▸ Task item:
Throughout the entries below, report every line where "wire" is found.
-- -- --
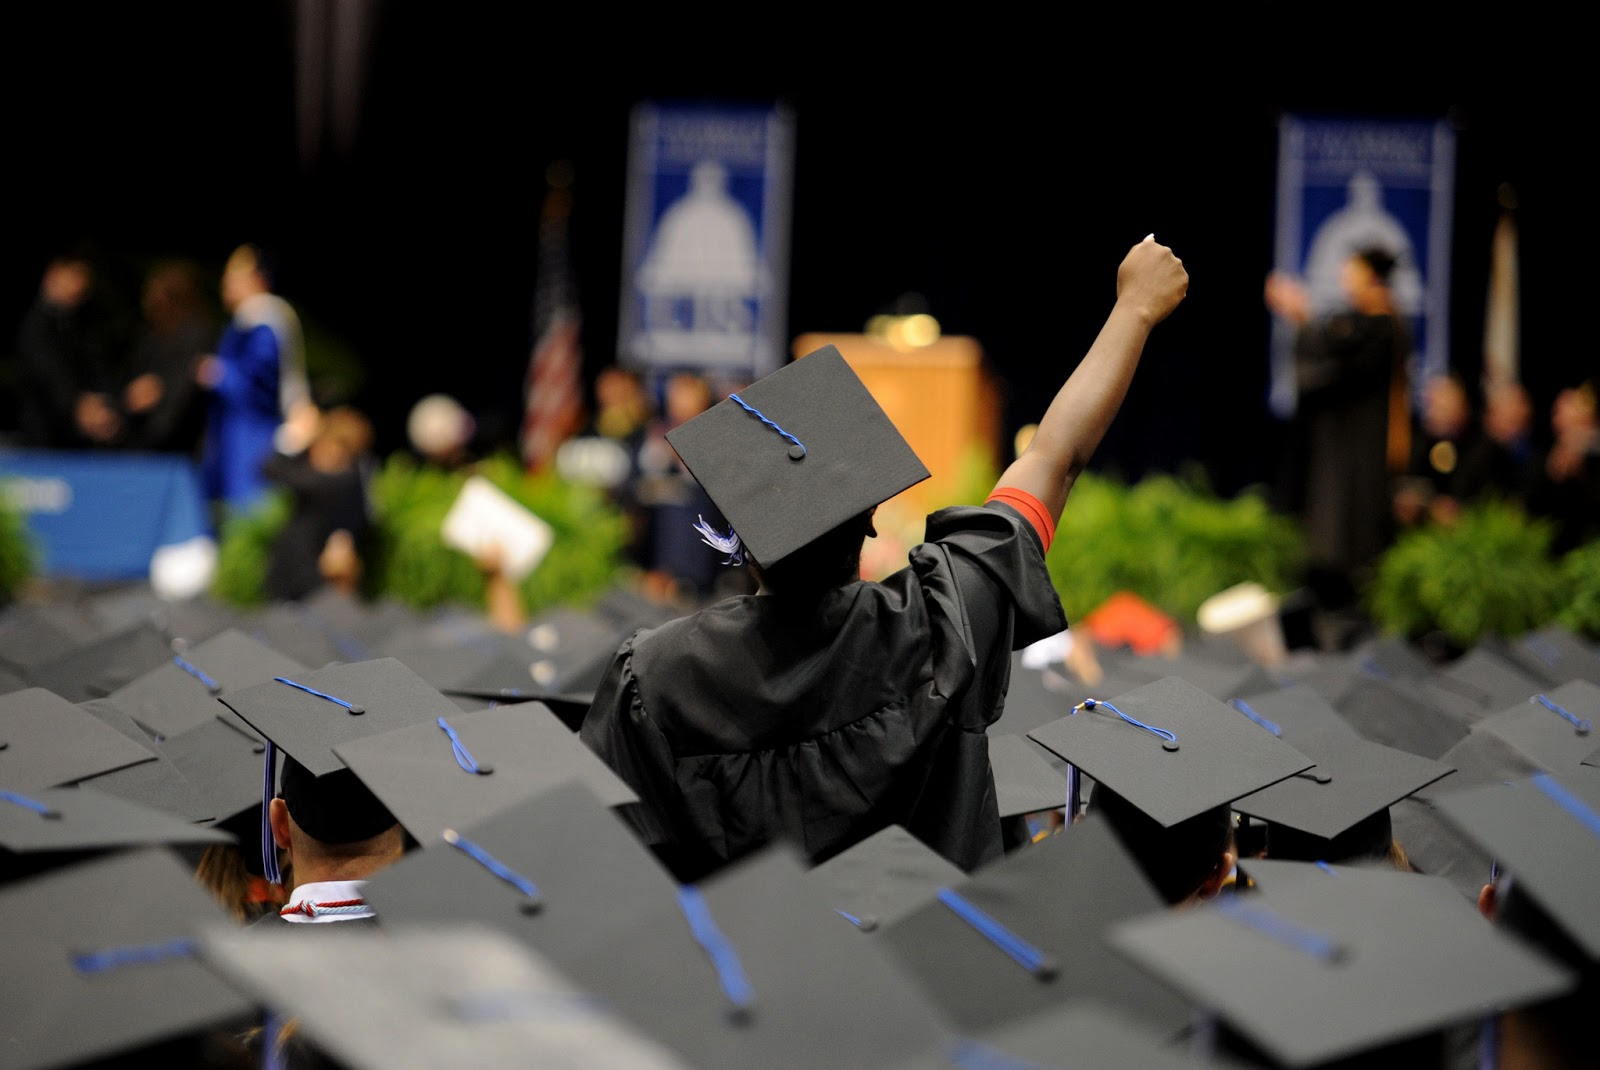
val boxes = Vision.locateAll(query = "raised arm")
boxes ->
[992,236,1188,524]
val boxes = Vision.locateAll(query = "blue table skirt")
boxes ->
[0,450,210,580]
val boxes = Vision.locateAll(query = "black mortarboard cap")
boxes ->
[892,1000,1237,1070]
[0,849,255,1069]
[1233,856,1352,893]
[1432,647,1546,717]
[334,702,635,844]
[1027,678,1314,828]
[221,657,457,780]
[1382,729,1549,902]
[1433,769,1600,960]
[1231,728,1453,861]
[101,628,308,740]
[245,604,344,669]
[0,784,230,863]
[1417,729,1543,801]
[1,665,28,696]
[989,734,1068,819]
[431,610,624,703]
[0,687,157,792]
[593,585,686,633]
[87,588,239,646]
[364,781,678,970]
[1108,868,1573,1068]
[1387,798,1494,903]
[1224,687,1359,743]
[878,814,1190,1037]
[665,345,930,568]
[222,658,452,868]
[161,712,275,825]
[1331,674,1470,759]
[565,844,953,1070]
[201,924,690,1070]
[990,655,1079,738]
[1099,649,1279,703]
[517,608,630,693]
[76,698,214,822]
[0,602,101,673]
[1473,679,1598,773]
[23,621,176,702]
[803,824,967,932]
[301,588,419,651]
[1511,627,1600,687]
[1350,635,1435,681]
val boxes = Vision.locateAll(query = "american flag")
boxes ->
[521,179,585,471]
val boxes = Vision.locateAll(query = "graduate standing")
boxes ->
[581,237,1188,879]
[197,245,311,510]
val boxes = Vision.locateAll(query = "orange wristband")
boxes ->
[986,488,1055,551]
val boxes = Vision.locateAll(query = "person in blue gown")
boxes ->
[196,245,310,510]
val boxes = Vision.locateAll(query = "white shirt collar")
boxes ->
[281,879,374,924]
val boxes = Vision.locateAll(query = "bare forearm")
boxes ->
[995,303,1155,522]
[484,573,527,634]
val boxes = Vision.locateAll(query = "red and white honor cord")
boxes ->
[279,897,368,919]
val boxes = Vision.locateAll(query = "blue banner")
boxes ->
[1270,116,1455,418]
[0,451,209,580]
[618,102,795,379]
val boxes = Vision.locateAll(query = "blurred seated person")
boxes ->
[1393,374,1493,527]
[406,393,475,470]
[592,366,650,445]
[1530,381,1600,553]
[122,260,213,454]
[15,251,123,447]
[1481,378,1537,501]
[634,372,726,600]
[262,405,373,602]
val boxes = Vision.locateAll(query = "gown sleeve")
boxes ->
[579,634,681,850]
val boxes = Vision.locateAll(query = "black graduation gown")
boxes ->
[1292,311,1404,574]
[261,451,371,602]
[580,503,1067,879]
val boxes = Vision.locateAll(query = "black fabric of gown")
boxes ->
[1291,311,1404,575]
[261,452,370,603]
[580,502,1067,880]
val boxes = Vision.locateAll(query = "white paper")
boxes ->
[440,476,554,582]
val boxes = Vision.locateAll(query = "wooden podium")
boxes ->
[791,332,1000,524]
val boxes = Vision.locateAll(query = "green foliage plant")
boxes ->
[1368,501,1565,646]
[1044,472,1304,623]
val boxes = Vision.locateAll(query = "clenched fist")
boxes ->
[1116,235,1188,326]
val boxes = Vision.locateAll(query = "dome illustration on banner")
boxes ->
[1303,172,1424,317]
[636,160,764,359]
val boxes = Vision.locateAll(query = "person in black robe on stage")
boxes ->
[121,260,213,454]
[1267,247,1410,609]
[14,251,124,448]
[580,236,1188,881]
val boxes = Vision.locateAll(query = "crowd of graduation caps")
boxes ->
[1,575,1598,1070]
[4,248,1600,1070]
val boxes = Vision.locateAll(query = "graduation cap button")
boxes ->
[787,444,806,461]
[1161,741,1180,752]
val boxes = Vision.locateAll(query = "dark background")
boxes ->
[2,7,1582,496]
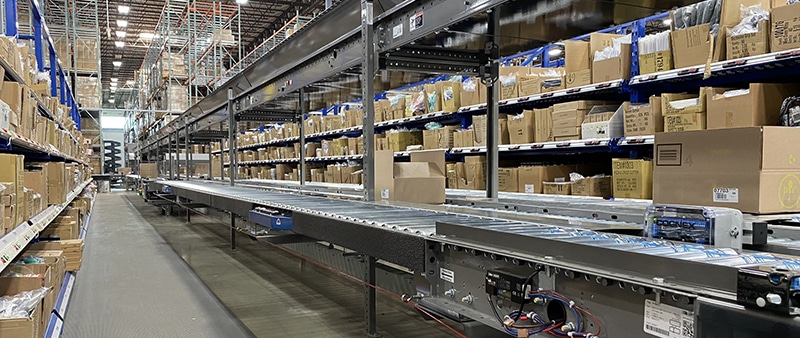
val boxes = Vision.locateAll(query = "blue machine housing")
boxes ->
[249,209,293,231]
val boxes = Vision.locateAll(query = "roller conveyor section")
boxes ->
[160,180,800,276]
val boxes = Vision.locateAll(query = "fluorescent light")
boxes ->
[118,5,130,14]
[115,41,125,48]
[110,84,118,88]
[112,61,122,67]
[140,32,155,39]
[236,0,247,4]
[110,77,118,82]
[116,20,128,27]
[108,99,115,103]
[548,48,562,57]
[115,31,127,38]
[126,80,135,85]
[110,88,117,92]
[662,19,672,26]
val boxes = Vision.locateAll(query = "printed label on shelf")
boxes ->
[50,317,64,338]
[381,189,389,199]
[393,23,403,39]
[712,188,739,203]
[439,267,455,283]
[409,12,423,32]
[643,299,694,338]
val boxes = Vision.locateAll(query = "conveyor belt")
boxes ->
[159,180,800,275]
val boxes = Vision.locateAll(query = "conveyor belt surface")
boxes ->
[160,180,800,274]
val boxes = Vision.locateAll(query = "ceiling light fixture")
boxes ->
[108,99,115,103]
[662,19,672,26]
[115,31,126,38]
[548,48,562,57]
[112,61,122,67]
[115,41,125,48]
[236,0,248,4]
[116,20,128,27]
[140,32,155,39]
[126,80,135,85]
[118,5,130,14]
[110,77,118,82]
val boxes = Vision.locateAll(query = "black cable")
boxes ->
[515,268,541,326]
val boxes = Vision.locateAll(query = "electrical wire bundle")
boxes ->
[488,271,601,337]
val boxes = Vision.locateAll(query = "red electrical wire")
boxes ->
[262,241,468,338]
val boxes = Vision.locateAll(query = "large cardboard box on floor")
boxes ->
[705,83,797,129]
[624,97,663,137]
[612,158,653,199]
[772,2,800,52]
[654,127,800,213]
[0,276,45,338]
[374,149,446,204]
[518,165,574,194]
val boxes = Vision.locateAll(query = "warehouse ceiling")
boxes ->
[96,0,330,107]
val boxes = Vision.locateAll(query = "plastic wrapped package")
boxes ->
[593,35,632,62]
[424,122,443,130]
[639,31,671,54]
[727,4,769,37]
[0,265,37,278]
[426,88,438,113]
[410,90,426,115]
[674,0,721,34]
[462,77,478,92]
[0,287,49,319]
[780,97,800,126]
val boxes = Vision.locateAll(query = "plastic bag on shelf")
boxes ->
[462,77,478,92]
[727,4,769,37]
[410,90,426,115]
[593,35,631,62]
[425,122,443,130]
[0,265,37,278]
[780,97,800,126]
[426,88,438,113]
[0,287,49,319]
[569,172,585,182]
[674,0,721,33]
[639,31,671,54]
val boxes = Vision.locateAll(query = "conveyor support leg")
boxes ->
[230,213,237,250]
[365,255,379,337]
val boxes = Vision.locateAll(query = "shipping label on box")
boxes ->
[612,158,653,199]
[624,97,663,136]
[665,113,706,132]
[772,3,800,52]
[726,23,770,60]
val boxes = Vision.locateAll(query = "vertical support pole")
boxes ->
[168,133,174,179]
[227,88,236,186]
[207,141,213,180]
[5,0,17,37]
[361,0,376,201]
[155,141,160,177]
[485,10,500,200]
[299,87,307,185]
[365,255,378,337]
[184,117,190,180]
[230,213,236,250]
[325,0,332,9]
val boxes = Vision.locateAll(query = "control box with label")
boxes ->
[248,207,292,231]
[737,267,800,316]
[485,268,535,304]
[645,204,743,249]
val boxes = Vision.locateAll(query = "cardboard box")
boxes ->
[460,77,486,107]
[565,40,591,73]
[612,158,653,199]
[543,182,573,195]
[438,81,461,113]
[772,2,800,52]
[0,155,23,224]
[572,176,613,197]
[387,130,422,152]
[590,33,625,61]
[23,164,48,206]
[671,24,713,69]
[654,127,800,213]
[473,115,510,146]
[0,81,22,113]
[624,97,663,137]
[517,75,542,97]
[705,83,797,129]
[661,91,706,116]
[665,113,706,132]
[726,22,770,60]
[424,83,442,113]
[453,130,474,148]
[533,108,553,143]
[566,69,592,88]
[639,50,673,75]
[507,110,535,145]
[140,163,158,179]
[592,43,631,83]
[456,158,486,190]
[518,165,574,194]
[0,277,44,338]
[374,149,446,204]
[498,167,519,192]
-- -- --
▸ Answer space:
val boxes = Vision.locateAll(query = "electrical wire bundle")
val boxes = Vision.locateAll(query = "red electrical wire")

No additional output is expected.